Copy every line of the records below character for character.

--------------------

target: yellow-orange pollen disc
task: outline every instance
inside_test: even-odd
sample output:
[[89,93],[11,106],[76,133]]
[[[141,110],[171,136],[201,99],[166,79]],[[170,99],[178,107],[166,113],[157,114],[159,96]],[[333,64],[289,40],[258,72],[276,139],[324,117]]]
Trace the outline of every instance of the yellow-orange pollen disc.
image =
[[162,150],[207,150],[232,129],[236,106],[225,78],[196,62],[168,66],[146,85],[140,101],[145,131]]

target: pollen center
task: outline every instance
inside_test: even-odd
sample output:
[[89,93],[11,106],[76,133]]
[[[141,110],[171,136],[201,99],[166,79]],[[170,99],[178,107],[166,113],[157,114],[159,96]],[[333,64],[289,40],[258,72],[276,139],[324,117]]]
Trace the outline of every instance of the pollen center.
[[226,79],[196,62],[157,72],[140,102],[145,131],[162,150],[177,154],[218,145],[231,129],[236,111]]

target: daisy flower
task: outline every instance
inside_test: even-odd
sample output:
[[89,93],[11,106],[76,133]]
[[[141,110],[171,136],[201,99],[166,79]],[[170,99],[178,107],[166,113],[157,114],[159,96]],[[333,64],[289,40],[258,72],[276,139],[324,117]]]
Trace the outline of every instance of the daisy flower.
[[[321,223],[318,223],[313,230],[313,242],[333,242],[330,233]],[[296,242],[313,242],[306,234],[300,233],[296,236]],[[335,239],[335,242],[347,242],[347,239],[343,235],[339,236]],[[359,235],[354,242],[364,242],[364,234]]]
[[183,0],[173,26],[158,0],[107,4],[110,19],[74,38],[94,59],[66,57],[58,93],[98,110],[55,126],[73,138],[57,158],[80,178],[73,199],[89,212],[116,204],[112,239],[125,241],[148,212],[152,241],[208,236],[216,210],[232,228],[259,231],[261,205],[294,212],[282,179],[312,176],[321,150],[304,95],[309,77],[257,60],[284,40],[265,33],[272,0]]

--------------------

### Expected output
target: yellow-orange pollen disc
task: outline every instance
inside_test: even-odd
sample output:
[[89,93],[11,106],[76,133]]
[[[141,110],[171,136],[201,99],[166,79]],[[170,99],[178,107],[166,113],[157,114],[159,96]],[[333,64],[289,40],[258,72],[276,139],[324,117]]]
Trace the outline of every instance of the yellow-orange pollen disc.
image =
[[162,150],[207,150],[232,129],[236,106],[225,78],[196,62],[168,66],[146,85],[140,101],[145,131]]

target: pollen center
task: outline every instance
inside_test: even-odd
sample output:
[[89,93],[11,106],[76,133]]
[[[141,110],[171,136],[201,99],[166,79]],[[170,99],[178,107],[166,113],[157,114],[159,96]],[[333,64],[289,40],[258,72],[276,139],[324,117]]]
Trace the outline of every instance of the pollen center.
[[226,79],[196,62],[157,72],[140,102],[145,131],[162,150],[177,154],[218,145],[231,129],[236,111]]

target: daisy flower
task: outline every instance
inside_test: even-odd
sample output:
[[89,93],[11,106],[76,133]]
[[[141,110],[171,136],[201,99],[166,79]],[[170,99],[178,107],[166,113],[157,114],[159,96]],[[333,64],[289,40],[258,72],[276,139],[324,117]]]
Trace the outline of every instance of the daisy flower.
[[[321,223],[318,223],[313,230],[313,242],[333,242],[330,233]],[[296,242],[313,242],[306,234],[300,233],[296,236]],[[335,239],[335,242],[347,242],[347,239],[343,235],[339,236]],[[359,235],[354,242],[364,242],[364,234]]]
[[183,0],[173,26],[158,0],[107,4],[110,19],[74,38],[94,59],[66,57],[58,93],[98,110],[55,126],[73,138],[57,158],[80,178],[73,199],[89,212],[116,204],[112,239],[125,241],[148,212],[152,241],[208,236],[216,210],[232,228],[259,231],[261,205],[294,212],[282,179],[312,176],[321,150],[304,95],[309,77],[257,60],[284,40],[265,33],[272,0]]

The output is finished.